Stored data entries
┌──
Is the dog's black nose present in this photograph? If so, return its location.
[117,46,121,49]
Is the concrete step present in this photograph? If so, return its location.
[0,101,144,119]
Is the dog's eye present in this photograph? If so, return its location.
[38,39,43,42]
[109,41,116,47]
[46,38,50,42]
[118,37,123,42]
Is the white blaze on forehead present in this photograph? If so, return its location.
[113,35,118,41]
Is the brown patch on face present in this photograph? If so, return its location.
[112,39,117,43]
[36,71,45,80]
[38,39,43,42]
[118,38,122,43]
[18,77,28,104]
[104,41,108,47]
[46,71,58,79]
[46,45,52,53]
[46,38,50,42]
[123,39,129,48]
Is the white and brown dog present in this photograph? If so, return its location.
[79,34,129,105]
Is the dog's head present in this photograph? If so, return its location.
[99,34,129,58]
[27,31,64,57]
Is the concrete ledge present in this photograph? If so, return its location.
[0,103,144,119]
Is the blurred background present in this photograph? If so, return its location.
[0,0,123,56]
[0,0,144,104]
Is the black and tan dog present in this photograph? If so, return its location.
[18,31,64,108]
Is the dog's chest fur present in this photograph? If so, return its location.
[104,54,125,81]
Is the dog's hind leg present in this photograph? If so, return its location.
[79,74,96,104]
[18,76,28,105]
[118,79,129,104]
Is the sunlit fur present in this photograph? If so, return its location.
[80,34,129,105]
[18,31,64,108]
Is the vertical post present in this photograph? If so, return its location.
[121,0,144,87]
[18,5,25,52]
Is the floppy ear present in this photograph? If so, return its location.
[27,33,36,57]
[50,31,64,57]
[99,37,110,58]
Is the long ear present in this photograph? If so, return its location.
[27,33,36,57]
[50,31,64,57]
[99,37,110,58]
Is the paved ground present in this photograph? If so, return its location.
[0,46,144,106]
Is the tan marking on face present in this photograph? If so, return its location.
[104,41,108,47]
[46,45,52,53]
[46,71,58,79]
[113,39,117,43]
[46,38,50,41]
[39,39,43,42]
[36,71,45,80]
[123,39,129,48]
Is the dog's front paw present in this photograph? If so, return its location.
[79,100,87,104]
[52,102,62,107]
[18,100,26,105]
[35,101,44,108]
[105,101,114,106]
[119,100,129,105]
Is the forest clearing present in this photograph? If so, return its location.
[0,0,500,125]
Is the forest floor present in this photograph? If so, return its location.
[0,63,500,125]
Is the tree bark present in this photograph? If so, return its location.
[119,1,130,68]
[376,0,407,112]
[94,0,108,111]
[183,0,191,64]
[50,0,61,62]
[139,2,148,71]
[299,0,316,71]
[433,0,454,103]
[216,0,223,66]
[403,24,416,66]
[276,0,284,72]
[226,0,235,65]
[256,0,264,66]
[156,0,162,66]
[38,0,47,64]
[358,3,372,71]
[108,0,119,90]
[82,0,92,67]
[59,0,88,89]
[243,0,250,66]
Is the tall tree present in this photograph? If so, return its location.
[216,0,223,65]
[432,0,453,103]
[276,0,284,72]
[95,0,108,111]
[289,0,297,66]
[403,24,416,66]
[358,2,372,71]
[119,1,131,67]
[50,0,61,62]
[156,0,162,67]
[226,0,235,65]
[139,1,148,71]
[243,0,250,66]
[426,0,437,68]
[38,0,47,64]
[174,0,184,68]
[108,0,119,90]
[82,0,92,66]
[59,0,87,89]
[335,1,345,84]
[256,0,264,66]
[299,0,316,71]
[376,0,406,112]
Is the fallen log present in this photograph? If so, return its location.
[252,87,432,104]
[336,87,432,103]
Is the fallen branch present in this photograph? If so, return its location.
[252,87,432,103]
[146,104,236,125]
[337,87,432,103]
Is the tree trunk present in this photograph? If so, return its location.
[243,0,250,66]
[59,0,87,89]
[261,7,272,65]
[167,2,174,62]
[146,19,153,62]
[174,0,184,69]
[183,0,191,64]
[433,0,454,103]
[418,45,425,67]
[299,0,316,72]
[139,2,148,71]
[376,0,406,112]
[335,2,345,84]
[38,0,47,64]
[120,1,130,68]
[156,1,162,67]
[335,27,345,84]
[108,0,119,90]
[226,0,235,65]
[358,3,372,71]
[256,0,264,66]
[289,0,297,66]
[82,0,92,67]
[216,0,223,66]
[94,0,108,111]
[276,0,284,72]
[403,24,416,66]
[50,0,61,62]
└──
§ To do: Arrange the items from the line containing "Is the dog's head" through the line containing "[104,54,125,81]", both included, as a numbered list with blank lines omitted.

§ Task output:
1. Is the dog's head present in this photograph? If so, return its location.
2. [99,34,129,58]
3. [27,31,64,57]
4. Is the concrete ledge present in this photograph? If so, return its location.
5. [0,103,144,119]
6. Is the blurred background present in this photograph? If so, return its location.
7. [0,0,123,56]
8. [0,0,144,104]
9. Is the black and tan dog present in this photograph? If so, return its location.
10. [18,31,64,108]
11. Is the dog's chest fur present in this photograph? If so, return its location.
12. [104,54,125,81]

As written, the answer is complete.